* **What the task asks**:
Leave out the pictures and print precisely the lines from the line with "Target = dark blurred background" to the final line of the entries, both ends included.

┏━━

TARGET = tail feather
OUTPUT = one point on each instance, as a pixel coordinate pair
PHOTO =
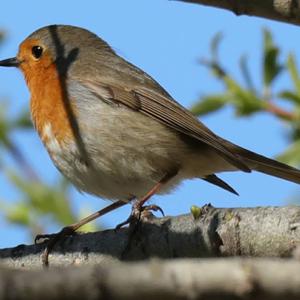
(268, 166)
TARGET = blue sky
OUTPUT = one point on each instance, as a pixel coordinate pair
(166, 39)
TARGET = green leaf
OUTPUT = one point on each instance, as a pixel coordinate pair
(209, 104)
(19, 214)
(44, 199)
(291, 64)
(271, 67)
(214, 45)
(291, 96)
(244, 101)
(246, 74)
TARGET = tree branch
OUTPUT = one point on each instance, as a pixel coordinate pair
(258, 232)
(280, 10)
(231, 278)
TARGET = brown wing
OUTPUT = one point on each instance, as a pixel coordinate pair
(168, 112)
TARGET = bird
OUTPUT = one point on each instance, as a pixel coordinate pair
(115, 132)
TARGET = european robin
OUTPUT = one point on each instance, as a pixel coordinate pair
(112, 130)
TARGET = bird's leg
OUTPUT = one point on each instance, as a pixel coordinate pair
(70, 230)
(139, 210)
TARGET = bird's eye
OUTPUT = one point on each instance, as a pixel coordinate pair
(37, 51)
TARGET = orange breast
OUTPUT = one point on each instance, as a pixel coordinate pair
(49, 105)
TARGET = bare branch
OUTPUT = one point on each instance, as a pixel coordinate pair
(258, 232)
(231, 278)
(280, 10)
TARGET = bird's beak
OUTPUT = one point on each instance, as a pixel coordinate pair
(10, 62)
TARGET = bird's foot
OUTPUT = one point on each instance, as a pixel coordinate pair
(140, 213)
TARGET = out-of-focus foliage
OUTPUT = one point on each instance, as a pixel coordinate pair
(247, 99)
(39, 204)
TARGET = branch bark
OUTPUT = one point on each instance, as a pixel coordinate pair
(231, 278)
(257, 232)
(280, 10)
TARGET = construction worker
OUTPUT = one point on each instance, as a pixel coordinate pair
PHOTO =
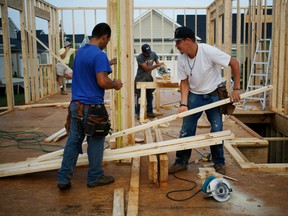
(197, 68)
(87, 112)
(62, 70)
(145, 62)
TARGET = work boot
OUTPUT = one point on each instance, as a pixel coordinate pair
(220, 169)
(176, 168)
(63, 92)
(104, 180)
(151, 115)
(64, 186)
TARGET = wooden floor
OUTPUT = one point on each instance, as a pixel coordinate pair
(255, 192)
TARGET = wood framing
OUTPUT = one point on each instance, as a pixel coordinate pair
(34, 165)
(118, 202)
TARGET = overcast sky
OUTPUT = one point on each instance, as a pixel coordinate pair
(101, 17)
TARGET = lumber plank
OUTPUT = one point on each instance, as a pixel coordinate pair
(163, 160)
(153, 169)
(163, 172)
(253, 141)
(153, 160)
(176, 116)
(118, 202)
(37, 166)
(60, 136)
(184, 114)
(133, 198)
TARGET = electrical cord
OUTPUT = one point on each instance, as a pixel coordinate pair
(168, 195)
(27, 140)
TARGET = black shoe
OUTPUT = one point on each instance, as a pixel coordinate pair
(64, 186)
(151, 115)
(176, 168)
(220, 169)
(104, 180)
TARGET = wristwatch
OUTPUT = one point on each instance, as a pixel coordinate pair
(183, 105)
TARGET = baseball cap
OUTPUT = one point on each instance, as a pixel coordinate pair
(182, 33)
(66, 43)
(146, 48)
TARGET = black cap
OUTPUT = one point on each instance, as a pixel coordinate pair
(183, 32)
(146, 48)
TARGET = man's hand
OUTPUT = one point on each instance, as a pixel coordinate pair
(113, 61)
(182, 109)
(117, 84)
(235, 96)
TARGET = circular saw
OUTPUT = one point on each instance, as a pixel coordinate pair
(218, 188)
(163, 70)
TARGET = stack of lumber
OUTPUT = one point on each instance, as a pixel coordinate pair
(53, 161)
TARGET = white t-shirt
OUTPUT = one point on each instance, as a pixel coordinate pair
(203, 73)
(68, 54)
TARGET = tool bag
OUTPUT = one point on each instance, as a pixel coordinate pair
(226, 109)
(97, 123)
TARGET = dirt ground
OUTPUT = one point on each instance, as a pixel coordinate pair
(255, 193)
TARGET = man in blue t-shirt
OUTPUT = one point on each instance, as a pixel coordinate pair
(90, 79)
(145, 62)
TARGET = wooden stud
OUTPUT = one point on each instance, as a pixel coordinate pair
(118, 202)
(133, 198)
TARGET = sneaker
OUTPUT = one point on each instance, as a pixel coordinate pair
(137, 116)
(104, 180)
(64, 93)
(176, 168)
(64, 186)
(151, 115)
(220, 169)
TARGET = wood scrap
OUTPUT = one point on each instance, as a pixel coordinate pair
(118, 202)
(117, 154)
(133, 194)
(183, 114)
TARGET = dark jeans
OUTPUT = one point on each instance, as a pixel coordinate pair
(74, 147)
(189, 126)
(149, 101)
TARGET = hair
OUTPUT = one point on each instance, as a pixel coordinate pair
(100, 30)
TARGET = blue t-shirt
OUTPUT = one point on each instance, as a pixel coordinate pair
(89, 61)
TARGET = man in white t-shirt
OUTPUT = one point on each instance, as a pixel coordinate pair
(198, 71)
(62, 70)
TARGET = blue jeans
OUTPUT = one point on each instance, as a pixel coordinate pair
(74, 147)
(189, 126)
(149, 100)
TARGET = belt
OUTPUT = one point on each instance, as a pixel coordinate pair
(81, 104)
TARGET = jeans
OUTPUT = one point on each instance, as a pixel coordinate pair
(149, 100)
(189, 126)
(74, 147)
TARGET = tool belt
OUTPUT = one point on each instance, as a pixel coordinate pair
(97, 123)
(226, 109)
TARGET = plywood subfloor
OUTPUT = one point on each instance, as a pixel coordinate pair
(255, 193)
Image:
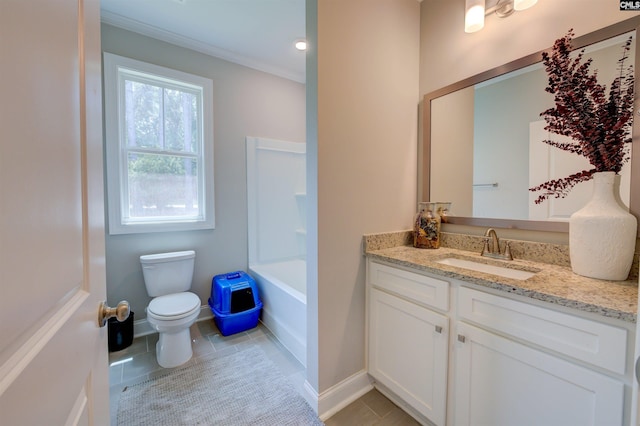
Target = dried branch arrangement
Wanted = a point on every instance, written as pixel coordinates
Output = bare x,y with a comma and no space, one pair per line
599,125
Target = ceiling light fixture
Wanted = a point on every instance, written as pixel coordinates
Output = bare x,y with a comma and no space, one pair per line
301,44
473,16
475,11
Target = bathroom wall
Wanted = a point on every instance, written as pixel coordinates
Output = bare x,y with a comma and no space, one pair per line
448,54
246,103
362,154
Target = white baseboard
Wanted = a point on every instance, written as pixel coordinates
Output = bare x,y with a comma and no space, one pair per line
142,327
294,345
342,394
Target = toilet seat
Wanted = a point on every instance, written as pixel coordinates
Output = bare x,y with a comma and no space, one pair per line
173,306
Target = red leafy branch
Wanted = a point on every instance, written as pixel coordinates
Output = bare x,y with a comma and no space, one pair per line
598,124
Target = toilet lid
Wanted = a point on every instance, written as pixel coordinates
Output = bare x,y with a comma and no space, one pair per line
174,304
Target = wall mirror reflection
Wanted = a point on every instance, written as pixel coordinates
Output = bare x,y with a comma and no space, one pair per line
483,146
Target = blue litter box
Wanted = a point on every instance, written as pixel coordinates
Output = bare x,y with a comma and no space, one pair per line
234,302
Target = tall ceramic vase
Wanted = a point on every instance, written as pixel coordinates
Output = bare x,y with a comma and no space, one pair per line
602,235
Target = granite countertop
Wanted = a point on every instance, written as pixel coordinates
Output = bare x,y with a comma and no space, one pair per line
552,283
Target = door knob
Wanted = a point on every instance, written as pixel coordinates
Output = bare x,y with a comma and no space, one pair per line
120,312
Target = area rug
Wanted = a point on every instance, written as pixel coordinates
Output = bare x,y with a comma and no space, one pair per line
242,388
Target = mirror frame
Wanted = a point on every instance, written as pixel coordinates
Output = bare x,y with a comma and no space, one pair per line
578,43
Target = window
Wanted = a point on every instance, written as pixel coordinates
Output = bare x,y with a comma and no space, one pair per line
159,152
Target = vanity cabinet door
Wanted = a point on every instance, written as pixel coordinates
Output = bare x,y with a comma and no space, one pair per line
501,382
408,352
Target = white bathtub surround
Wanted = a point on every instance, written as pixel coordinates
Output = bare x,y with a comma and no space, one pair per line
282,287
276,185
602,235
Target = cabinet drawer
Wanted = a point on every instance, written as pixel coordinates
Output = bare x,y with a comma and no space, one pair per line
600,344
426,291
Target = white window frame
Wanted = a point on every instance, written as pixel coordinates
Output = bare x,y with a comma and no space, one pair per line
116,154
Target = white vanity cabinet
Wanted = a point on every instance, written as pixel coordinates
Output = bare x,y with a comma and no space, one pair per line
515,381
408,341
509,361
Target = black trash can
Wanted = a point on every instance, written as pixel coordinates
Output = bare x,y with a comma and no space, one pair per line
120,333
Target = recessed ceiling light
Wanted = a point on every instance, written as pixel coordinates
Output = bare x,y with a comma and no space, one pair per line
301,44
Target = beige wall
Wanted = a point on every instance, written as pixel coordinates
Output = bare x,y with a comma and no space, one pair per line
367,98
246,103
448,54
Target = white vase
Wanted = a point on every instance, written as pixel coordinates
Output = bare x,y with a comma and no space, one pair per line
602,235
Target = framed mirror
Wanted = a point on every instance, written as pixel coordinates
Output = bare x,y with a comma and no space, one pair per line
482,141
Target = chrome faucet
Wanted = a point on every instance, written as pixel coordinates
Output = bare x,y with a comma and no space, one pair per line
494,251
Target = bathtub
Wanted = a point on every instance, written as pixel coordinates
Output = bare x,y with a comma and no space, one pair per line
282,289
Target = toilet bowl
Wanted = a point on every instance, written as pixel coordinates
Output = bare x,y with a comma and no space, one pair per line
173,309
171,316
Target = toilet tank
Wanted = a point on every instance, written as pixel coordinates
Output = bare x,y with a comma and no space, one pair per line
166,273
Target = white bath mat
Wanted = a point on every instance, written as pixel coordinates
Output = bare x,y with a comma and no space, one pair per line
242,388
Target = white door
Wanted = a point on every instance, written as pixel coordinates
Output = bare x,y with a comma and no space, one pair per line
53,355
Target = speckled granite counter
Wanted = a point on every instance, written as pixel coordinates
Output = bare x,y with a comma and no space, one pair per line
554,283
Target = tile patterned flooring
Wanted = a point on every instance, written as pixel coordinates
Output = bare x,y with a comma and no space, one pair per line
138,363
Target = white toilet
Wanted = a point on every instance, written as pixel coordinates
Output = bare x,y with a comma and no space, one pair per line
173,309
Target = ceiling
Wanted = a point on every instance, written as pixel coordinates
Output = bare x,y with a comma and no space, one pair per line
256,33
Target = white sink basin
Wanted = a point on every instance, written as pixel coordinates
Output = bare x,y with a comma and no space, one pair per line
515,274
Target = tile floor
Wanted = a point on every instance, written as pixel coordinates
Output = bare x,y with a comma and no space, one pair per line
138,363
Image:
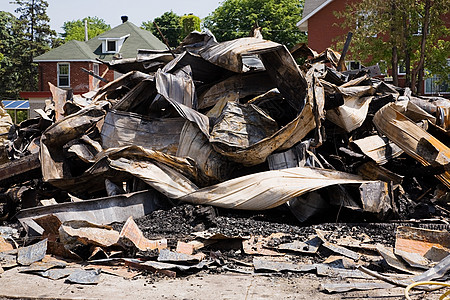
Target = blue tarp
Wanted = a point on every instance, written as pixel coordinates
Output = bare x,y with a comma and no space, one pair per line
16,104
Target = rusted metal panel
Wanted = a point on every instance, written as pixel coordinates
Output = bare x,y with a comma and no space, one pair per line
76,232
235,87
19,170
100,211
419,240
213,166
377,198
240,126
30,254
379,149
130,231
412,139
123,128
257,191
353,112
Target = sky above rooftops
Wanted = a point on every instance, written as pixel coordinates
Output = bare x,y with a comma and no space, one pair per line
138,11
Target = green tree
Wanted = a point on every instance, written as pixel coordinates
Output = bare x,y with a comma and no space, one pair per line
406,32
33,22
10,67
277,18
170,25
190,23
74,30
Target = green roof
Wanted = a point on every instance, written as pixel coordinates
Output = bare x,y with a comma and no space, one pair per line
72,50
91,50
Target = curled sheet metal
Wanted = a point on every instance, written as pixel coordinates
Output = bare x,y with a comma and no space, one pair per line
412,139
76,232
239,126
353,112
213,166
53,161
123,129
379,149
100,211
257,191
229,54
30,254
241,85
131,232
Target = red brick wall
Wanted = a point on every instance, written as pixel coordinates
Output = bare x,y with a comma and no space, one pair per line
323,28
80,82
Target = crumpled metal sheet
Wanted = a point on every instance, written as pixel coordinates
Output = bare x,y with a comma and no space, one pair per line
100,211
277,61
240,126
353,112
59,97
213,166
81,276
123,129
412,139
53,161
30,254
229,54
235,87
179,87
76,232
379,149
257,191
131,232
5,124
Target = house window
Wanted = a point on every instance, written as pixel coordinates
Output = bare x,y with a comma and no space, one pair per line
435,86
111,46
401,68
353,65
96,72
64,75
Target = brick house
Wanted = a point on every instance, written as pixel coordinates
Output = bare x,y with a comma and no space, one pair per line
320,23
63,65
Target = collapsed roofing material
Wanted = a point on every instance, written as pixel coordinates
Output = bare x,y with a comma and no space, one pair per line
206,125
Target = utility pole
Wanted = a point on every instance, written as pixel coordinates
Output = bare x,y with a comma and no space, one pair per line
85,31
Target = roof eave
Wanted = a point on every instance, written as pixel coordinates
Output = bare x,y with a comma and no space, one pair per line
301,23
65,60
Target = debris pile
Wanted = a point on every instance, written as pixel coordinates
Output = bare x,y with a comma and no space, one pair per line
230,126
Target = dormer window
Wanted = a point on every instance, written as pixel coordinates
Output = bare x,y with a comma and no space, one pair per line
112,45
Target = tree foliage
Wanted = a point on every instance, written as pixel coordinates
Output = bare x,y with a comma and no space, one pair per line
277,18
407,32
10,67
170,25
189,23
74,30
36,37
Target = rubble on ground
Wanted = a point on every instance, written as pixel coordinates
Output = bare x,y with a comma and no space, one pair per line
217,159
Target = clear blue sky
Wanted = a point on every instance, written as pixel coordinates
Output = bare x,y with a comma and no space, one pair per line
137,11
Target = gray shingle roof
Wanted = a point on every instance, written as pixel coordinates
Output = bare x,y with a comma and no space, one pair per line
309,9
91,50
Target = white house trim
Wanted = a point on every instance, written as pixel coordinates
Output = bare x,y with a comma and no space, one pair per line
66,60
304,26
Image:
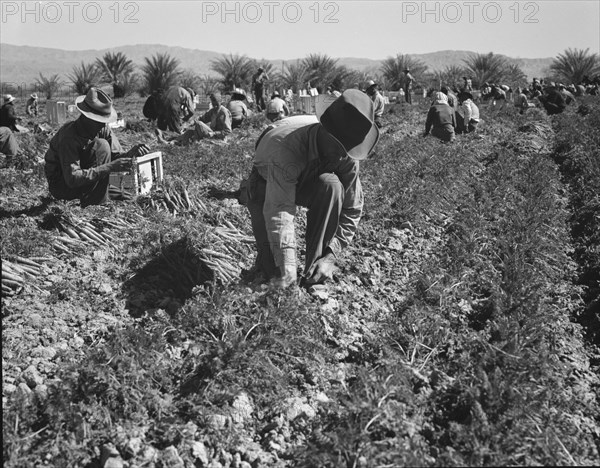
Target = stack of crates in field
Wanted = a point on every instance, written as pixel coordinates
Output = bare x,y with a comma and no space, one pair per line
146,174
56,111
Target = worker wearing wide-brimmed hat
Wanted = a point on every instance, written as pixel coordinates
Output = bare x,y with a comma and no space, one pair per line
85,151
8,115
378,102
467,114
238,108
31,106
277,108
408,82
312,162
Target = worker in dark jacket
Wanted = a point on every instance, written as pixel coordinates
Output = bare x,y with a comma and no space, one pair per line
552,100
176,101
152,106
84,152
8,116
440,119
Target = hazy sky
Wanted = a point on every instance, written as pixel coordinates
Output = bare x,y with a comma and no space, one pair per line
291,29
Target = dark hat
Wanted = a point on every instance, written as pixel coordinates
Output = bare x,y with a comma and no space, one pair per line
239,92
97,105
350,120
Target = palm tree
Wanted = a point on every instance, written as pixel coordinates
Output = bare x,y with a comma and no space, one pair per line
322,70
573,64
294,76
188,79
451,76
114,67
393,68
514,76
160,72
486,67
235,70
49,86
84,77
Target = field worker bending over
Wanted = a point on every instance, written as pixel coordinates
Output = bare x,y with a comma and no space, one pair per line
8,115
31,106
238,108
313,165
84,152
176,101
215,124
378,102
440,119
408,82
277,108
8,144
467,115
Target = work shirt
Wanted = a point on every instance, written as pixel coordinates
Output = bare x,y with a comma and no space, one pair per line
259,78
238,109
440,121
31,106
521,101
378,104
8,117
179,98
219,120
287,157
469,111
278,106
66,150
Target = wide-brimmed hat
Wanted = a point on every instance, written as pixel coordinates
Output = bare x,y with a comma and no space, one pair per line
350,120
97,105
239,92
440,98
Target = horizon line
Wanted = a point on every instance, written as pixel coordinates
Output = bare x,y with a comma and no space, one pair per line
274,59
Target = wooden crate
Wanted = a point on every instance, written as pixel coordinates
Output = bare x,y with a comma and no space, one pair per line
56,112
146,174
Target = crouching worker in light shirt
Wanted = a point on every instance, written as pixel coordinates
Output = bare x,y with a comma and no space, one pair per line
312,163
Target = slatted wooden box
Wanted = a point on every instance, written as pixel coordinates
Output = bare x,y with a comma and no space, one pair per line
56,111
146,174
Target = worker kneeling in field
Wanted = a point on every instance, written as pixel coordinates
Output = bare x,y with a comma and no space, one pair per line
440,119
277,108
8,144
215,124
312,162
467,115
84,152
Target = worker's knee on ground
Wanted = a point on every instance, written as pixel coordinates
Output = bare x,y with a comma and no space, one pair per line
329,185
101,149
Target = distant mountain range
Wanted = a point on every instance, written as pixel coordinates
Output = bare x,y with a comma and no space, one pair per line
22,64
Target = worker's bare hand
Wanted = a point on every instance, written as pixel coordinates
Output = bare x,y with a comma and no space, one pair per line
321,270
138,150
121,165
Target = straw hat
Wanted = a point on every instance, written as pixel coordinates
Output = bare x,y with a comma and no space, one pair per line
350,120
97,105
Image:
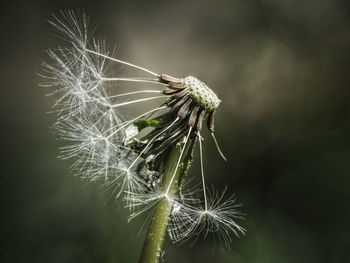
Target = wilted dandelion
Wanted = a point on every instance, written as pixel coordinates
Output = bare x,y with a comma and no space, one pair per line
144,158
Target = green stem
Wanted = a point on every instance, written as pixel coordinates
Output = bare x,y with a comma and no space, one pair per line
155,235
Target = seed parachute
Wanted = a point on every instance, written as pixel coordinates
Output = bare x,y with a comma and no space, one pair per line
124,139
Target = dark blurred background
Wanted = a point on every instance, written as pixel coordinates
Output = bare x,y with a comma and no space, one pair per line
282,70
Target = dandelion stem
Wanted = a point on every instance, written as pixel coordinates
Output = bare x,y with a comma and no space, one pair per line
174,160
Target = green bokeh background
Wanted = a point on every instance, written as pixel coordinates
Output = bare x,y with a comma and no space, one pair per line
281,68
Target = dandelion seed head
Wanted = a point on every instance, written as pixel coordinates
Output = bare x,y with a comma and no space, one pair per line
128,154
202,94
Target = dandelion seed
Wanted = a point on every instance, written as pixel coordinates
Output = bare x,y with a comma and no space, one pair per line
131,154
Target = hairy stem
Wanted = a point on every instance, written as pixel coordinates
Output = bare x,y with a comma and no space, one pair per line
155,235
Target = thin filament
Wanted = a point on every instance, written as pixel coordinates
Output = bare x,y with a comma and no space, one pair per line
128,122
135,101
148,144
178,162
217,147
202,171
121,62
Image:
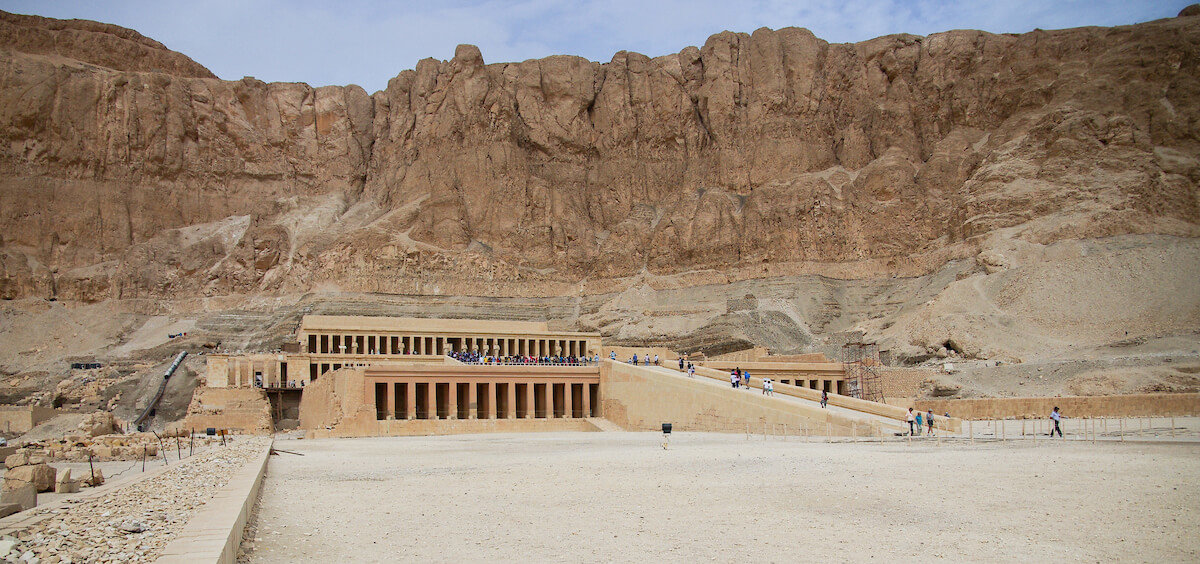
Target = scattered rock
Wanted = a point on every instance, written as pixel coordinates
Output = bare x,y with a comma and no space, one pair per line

┗━━

* **Task result**:
Target = dark blurred background
Wanted = a point on every instance, written as pixel coordinates
Output = bare x,y with a comma and no space, one pair per line
282,70
Target = dandelion stem
Wanted = a point on every instance, written as pixel coordinates
Output = bare x,y with a comma and no space, one pair per line
174,160
Target = green bokeh background
Wanted = a point on every instance, written as pixel coordinates
Output = bare x,y with a comma and no space, one pair per line
281,68
Target = dandelion seed head
Wanted = a point on every instance, written as pixel coordinates
Output = bare x,y with a comma and no space, one pair per line
128,154
202,94
Target = dandelion seed
Wanted = a point on every instance, written as pixel coordinates
Output = bare x,y with a comma and no space, one pair per line
131,154
Target = hairy stem
Wanted = a point on every instance, written as pixel coordinates
Output = bare x,y with a comma and no space, one pair per line
155,235
Target = thin filament
Wanted = a point on every instance, written as pixel coordinates
Output = bare x,y with a comma and no space, one pair per line
128,122
135,101
148,144
178,162
217,147
202,171
121,62
Image:
Target = scattered rock
Wanted = a point on every instance, written as pixel coordinates
Output = bare x,y with a comma and no space, one pair per line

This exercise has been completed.